- Exercise goal -
Repeat verbatim the lines of the data below, beginning with the line containing "In this picture, where can the skier" and continuing to the end.

- Available data -
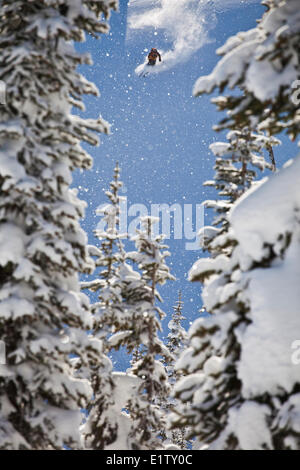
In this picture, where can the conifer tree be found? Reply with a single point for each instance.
(264, 65)
(241, 389)
(176, 342)
(43, 315)
(148, 420)
(126, 315)
(237, 164)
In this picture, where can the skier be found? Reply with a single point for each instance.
(152, 56)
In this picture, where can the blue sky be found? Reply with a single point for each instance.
(160, 133)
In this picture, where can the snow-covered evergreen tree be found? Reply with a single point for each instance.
(236, 168)
(126, 315)
(103, 423)
(176, 342)
(43, 315)
(148, 419)
(264, 63)
(241, 389)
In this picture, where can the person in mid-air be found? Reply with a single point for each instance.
(152, 56)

- Problem solution -
In this picture, where can the skier be found? Reply with a single point for each instance.
(152, 56)
In this picture, where can the blue sky be found? Reply with a single point for each instance.
(160, 133)
In this picture, where can the snow-covered evergreen tree be found? Reply with a single point for each instance.
(236, 168)
(126, 315)
(103, 423)
(176, 342)
(43, 315)
(148, 419)
(264, 63)
(241, 389)
In this picture, where can the person in mid-air be found? Reply with a single point for each instance.
(152, 56)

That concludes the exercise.